● **Tarefa**:
Prossiga a crónica sobre a corrida de touros no Campo Pequeno a partir da última frase apresentada.

● **Documento**:

#####

16 DE MAIO DE 1897 – LISBOA: SOLIDARIEDADE NA ARENA…



TAUROMACHIA

 Praça do Campo Pequeno


Tarde que predispunha para o divertimento popular. Sol quente, que alegra e incita á passeiata amena. Por isso, logo  depois das tres horas, as "tipoias" batiam, Avenida fóra, em caminho do Campo Pequeno; os cavallos trotavam com pouco afan, mas os pingalins dos cocheiros avivavam lhes o cumprimento do dever, e elles lá iam, offegantes, suorentos mandando sem duvida ao diacho os aficionados, que pouco a pouco foram entrando na praça.

A enchente não foi completa mas a empreza teve o que em linguagem vulgar se chama uma casa boa.

Tomaram parte n'esta quinta corrida, os cavalleiros José Bento (de Araújo, Fernando de Oliveira e Adelino Raposo.

Espada, Parráo e os seus bandarilheiros e os nossos artistas Calabaça, Theodoro, Torres Branco e Salgado.

Os touros pertenciam ao sr. dr. Manuel Duarte Laranja, sahindo desiguaes e maus para a lide tanto de cavallo como de pé. Salientaram-se apenas o 9.º touro, (vinagre) e o 12.º, sendo o primeiro d'estes dois bandarilhado pelos hespanhoes da cuadrilla de Parráo e o segundo pelos bandarilheiros Calabaça e Torres Branco.

#####

● **Itens listados**:
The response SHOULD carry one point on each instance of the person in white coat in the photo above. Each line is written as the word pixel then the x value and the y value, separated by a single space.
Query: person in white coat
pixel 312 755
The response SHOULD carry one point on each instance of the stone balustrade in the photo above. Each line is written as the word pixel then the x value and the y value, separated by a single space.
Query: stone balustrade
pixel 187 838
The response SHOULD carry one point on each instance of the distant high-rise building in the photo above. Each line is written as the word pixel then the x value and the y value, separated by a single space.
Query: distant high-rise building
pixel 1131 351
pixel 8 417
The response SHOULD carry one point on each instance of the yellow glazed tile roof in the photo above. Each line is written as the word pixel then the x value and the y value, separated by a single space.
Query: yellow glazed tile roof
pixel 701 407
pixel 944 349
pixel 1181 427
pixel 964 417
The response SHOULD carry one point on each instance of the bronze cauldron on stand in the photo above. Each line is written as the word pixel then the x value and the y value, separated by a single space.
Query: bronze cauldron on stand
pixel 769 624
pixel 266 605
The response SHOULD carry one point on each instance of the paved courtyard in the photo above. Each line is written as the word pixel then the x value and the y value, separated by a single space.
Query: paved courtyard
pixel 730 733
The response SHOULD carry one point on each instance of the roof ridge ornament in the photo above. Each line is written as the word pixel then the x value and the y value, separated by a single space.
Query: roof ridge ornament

#####

● **Resposta esperada**:
O trabalho dos cavalleiros seria muito bom se elles tivessem touros que lhes podessem compensar os seus esforços. Ainda assim o destro cavalleiro José Bento (de Araújo) no 1.º touro que lhe coube, pôde metter com bastante custo tres farpas e rematar o seu trabalho com um bem collocado ferro curto.

A Fernando de Oliveira coube o 5.º e 10.º touros. No primeiro, por mais que o procurasse, o animalejo nem mesmo espertado com meio par de bandarilhas por Theodoro, quiz arrancar para o cavalleiro, tendo este de se retirar da arena. No segundo Fernando de Oliveira collocou tres farpas e um ferro curto, e para isso teve de mudar de cavallo logo á primeira sorte por conhecer a rez que tinha de lidar.

A Adelino Raposo coube o 7.º touro. Apresentou-se montando um cavallo de José Bento (de Araújo), e conseguiu enfeitar a rez com duas farpas. No fim do seu trabalho foi chamado á arena, vindo acompanhado dos dois distinctos cavalleiros José Bento (de Araújo) e Fernando de Oliveira.

O espada Parráo esteve muito trabalhador em toda a corrida. Bandarilhou bem o 6.º touro, que lhe coube, a sós, fazendo a sorte de gaiola e collocando mais um par de bandarilhas em cambio e tres e meio pares a cuarteo.

Com a muleta deu bons passes de peitos naturaes e de engano, com a capa fez bons quites.

O seu trabalho agradou. Parráo cinge-se bem com as rezes.

Foi muito applaudido.

Os seus bandarilheiros fizeram o que poderam, tanto com bandarilhas como com capas.

Dos nossos bandarilheiros distinguiram-se Theodoro, Calabaça, Torres Branco e Salgado que empregaram bons pares de bandarilhas.

Theodoro fez bons quites durante a corrida.

Os moços de forcados fizeram 5 pegas sendo uma no 2.º touro de cara, na 3.º á meia volta, no 6.º, no 8.º e 12.º de cara, sendo esta ultima a melhor de todas.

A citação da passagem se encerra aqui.